- Required work
Write out every line from the start of the rows up to and including the line containing "M 67 67 L 62" as a JSON list of strings, one string per line, leaving out blank lines.
*** Provided data ***
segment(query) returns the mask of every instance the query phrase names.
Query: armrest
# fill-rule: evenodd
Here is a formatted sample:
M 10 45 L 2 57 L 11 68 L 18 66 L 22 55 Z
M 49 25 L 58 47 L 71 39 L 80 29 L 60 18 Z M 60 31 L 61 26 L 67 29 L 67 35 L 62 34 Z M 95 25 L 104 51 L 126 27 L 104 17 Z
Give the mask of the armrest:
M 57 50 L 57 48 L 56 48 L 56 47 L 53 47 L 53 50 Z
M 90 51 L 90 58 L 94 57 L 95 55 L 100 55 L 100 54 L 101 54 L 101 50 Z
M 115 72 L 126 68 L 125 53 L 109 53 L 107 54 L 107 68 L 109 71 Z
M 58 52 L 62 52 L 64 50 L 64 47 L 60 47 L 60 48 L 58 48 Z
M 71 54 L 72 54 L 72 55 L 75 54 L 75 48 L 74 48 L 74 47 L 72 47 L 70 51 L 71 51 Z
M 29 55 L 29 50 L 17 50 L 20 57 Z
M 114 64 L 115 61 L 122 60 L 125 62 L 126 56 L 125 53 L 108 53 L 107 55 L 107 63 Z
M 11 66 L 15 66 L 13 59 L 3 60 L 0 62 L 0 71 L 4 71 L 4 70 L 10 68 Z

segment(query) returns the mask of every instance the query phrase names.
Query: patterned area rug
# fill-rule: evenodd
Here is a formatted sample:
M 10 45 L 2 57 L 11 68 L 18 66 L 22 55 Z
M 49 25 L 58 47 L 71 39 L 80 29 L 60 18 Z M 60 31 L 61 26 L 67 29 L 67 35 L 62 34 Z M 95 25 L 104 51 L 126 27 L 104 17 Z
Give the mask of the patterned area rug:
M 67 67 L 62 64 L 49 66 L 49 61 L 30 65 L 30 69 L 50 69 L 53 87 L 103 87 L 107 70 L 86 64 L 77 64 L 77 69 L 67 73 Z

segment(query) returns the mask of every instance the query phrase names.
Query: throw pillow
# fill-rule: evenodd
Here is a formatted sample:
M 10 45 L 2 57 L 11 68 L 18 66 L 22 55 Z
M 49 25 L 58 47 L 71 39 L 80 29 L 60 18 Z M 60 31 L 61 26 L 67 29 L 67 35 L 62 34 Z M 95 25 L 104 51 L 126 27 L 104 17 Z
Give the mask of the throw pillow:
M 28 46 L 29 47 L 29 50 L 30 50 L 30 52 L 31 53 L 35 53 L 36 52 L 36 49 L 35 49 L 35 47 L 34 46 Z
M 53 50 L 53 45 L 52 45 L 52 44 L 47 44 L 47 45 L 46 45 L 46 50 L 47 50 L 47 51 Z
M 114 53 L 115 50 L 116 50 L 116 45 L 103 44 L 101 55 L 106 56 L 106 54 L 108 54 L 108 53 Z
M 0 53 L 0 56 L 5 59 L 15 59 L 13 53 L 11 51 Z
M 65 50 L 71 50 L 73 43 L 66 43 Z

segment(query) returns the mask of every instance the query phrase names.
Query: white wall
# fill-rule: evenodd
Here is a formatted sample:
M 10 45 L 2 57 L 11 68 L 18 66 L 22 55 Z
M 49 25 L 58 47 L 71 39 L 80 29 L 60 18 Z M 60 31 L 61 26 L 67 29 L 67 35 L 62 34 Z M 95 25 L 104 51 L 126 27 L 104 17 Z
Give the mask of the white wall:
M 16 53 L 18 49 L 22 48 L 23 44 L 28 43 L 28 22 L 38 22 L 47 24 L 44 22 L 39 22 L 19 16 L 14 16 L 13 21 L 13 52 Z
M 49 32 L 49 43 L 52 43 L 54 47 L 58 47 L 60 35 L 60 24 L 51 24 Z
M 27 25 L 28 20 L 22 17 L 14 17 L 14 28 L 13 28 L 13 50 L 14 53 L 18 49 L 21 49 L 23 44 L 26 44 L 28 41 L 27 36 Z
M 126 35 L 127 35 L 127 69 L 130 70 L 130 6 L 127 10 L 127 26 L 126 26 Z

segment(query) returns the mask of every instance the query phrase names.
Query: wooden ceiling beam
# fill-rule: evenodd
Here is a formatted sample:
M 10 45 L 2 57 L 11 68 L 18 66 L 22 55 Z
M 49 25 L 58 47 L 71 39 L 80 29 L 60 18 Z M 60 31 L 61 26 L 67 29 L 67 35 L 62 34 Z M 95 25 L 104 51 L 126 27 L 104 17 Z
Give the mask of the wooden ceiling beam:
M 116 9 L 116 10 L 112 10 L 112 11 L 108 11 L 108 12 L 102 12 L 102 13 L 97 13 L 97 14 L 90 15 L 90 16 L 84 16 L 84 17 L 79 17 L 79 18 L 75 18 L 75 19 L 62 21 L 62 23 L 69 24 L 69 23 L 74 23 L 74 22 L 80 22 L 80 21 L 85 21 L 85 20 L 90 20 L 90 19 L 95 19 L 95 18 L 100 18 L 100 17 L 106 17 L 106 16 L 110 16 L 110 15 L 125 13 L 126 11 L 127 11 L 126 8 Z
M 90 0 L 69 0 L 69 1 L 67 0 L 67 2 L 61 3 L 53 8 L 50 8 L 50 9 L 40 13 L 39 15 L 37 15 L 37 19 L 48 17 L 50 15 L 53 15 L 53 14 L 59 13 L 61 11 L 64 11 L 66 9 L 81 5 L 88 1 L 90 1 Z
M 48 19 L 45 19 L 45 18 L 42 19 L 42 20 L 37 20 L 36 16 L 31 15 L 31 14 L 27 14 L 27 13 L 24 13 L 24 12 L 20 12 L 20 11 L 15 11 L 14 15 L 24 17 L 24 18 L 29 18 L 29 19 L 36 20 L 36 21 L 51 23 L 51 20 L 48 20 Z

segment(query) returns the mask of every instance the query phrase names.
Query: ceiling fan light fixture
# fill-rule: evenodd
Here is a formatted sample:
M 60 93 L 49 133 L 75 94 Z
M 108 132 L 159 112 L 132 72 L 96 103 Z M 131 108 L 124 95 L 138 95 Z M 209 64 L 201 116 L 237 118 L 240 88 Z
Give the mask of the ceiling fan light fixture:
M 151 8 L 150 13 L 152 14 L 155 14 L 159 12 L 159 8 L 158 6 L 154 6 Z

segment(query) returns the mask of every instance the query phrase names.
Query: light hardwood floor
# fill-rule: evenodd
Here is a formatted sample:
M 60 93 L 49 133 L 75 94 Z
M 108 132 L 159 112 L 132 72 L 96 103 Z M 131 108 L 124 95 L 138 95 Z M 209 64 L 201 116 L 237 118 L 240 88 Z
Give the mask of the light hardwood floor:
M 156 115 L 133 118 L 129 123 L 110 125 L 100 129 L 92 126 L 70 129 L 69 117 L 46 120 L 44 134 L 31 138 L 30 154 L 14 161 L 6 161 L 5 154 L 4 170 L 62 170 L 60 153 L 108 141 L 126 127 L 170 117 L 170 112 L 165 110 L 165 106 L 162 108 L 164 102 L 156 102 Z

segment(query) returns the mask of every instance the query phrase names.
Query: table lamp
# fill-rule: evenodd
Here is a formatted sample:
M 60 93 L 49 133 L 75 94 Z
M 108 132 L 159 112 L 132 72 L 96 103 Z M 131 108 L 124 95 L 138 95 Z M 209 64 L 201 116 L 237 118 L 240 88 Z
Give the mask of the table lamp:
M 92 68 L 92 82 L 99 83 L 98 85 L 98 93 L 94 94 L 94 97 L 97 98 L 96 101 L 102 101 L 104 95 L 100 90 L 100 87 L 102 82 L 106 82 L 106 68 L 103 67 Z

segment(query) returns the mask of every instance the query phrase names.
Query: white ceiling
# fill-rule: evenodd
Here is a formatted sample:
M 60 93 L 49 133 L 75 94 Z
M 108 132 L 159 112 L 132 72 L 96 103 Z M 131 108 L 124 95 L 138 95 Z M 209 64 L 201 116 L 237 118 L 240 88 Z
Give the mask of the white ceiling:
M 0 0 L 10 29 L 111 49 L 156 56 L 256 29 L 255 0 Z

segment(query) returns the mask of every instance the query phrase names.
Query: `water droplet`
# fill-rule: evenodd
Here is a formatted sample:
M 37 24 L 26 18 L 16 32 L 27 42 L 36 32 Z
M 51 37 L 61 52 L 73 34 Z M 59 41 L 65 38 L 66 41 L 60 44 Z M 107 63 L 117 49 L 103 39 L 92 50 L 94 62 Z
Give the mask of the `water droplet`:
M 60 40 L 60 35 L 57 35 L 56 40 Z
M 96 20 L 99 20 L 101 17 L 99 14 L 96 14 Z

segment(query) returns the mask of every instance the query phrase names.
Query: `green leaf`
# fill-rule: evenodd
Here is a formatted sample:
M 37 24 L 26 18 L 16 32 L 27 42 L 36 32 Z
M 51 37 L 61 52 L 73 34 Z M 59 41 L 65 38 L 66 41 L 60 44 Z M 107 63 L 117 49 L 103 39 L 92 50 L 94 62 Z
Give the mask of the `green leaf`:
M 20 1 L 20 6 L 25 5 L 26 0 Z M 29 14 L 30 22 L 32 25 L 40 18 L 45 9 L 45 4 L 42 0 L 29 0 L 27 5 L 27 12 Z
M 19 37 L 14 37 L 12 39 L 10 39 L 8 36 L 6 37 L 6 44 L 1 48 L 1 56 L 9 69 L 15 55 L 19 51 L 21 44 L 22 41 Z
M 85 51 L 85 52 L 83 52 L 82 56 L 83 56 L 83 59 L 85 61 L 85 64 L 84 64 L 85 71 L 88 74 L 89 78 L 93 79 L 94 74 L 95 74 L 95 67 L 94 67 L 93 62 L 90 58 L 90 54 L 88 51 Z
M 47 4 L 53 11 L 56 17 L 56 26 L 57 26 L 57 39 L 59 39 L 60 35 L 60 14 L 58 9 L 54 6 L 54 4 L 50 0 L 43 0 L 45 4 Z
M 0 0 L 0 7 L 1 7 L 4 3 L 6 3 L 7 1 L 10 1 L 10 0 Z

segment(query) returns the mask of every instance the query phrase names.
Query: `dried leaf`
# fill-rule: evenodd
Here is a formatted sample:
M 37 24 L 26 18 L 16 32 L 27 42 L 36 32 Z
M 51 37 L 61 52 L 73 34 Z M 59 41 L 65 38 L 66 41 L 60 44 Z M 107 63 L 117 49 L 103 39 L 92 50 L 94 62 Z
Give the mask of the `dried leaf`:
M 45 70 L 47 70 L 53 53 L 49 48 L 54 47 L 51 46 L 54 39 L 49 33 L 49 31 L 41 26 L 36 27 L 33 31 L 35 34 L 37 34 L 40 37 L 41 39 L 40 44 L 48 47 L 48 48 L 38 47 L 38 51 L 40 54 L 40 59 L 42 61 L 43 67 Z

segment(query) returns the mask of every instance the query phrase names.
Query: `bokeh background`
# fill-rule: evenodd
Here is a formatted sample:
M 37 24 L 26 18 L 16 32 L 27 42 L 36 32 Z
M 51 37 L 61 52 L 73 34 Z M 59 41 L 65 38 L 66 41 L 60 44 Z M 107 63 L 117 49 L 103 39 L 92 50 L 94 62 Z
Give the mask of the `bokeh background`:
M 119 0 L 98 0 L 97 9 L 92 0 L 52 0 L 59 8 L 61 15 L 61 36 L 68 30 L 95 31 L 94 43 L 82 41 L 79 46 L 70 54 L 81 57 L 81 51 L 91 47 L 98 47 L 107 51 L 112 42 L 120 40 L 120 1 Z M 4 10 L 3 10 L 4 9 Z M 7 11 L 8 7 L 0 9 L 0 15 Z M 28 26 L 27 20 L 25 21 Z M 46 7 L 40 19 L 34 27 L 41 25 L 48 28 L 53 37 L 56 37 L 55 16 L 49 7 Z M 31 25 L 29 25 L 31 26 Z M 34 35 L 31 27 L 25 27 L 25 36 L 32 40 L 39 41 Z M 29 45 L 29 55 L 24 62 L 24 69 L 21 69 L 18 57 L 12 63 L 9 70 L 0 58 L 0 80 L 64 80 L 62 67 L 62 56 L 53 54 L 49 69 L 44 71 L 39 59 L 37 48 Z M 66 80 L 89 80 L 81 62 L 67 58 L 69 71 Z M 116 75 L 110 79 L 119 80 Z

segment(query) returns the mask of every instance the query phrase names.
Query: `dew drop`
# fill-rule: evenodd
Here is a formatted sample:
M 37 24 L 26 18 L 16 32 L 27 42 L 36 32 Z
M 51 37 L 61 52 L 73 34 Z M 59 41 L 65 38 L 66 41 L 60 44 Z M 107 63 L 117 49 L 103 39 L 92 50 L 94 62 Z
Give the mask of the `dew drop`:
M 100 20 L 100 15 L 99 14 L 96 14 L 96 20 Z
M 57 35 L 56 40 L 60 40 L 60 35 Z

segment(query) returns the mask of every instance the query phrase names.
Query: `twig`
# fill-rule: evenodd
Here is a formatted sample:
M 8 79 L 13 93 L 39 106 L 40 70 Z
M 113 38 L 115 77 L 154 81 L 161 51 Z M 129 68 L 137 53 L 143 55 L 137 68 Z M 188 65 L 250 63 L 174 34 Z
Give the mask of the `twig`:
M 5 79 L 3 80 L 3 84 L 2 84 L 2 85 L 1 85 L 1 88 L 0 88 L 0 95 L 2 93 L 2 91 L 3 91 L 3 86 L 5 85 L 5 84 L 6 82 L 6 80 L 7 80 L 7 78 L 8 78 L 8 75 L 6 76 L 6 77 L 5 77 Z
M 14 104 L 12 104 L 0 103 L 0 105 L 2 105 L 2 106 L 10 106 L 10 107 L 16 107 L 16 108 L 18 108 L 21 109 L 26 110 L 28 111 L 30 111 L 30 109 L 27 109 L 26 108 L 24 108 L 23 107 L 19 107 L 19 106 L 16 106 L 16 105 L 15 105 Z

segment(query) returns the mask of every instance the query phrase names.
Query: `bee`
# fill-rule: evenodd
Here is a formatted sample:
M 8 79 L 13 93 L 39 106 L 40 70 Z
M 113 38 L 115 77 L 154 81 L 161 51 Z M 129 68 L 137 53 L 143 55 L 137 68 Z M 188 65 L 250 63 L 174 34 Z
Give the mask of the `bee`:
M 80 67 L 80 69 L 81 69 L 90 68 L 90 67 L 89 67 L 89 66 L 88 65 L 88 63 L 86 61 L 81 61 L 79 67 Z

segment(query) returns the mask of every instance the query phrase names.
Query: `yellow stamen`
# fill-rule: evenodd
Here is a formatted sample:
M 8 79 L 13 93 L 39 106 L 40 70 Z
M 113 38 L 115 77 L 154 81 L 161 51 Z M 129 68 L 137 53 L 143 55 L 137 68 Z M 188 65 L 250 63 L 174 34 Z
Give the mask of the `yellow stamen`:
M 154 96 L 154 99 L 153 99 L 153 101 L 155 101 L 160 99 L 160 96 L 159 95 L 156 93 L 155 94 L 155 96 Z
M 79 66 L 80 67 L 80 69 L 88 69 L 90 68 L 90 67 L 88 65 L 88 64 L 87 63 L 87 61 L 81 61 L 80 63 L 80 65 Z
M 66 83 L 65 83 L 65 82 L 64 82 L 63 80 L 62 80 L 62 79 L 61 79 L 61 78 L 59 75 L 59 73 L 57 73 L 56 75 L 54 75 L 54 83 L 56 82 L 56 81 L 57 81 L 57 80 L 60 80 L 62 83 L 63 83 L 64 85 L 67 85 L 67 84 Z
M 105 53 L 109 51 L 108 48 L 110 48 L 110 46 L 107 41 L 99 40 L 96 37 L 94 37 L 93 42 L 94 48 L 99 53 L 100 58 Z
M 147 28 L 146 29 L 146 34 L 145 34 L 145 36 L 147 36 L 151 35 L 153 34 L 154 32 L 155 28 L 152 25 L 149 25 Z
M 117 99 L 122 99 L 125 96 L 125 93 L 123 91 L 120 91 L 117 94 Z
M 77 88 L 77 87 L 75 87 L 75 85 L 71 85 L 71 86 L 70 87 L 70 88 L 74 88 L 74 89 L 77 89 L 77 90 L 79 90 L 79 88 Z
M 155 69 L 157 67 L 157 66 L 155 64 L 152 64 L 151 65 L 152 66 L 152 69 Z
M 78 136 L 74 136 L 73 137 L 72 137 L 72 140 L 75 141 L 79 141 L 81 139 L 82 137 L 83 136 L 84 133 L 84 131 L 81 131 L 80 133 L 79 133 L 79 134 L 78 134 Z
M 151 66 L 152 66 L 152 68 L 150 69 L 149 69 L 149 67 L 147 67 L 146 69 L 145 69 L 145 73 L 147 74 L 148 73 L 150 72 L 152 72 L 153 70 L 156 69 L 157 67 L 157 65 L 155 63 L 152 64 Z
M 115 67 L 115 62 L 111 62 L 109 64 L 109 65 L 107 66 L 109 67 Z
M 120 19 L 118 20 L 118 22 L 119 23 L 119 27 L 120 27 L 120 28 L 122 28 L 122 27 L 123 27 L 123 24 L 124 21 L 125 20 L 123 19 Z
***
- Exercise solution
[
  "segment(query) returns the mask of every instance the query phrase names.",
  "Query: armrest",
  "# fill-rule: evenodd",
  "Here is a formatted sample:",
  "M 10 45 L 2 57 L 11 68 L 18 66 L 22 55 Z",
  "M 49 25 L 58 47 L 71 39 L 80 29 L 60 18 Z M 60 31 L 61 26 L 67 29 L 67 35 L 62 34 Z M 95 25 L 104 51 L 126 27 L 104 17 Z",
  "Give the mask of the armrest:",
  "M 57 50 L 57 48 L 56 48 L 56 47 L 53 47 L 53 50 Z",
  "M 90 51 L 90 58 L 94 57 L 95 55 L 100 55 L 100 54 L 101 54 L 101 50 Z",
  "M 115 72 L 126 68 L 125 53 L 109 53 L 107 54 L 107 68 L 109 71 Z",
  "M 58 52 L 62 52 L 64 50 L 64 47 L 60 47 L 60 48 L 58 48 Z",
  "M 71 54 L 72 54 L 72 55 L 75 54 L 75 48 L 74 48 L 74 47 L 72 47 L 70 51 L 71 51 Z",
  "M 29 55 L 29 50 L 17 50 L 20 57 Z",
  "M 114 64 L 115 61 L 122 60 L 125 62 L 126 56 L 125 53 L 108 53 L 107 55 L 107 63 Z",
  "M 11 66 L 15 66 L 13 59 L 3 60 L 0 62 L 0 71 L 4 71 L 4 70 L 10 68 Z",
  "segment(query) returns the mask of every instance the query phrase names.",
  "Query: patterned area rug",
  "# fill-rule: evenodd",
  "Here is a formatted sample:",
  "M 10 45 L 2 57 L 11 68 L 18 66 L 22 55 Z",
  "M 49 25 L 58 47 L 71 39 L 80 29 L 60 18 Z M 60 31 L 61 26 L 67 29 L 67 35 L 62 34 Z M 95 25 L 104 51 L 126 27 L 104 17 Z",
  "Give the mask of the patterned area rug:",
  "M 67 67 L 62 64 L 49 66 L 49 61 L 30 65 L 30 69 L 50 69 L 53 87 L 103 87 L 107 70 L 86 64 L 77 64 L 77 69 L 67 73 Z"
]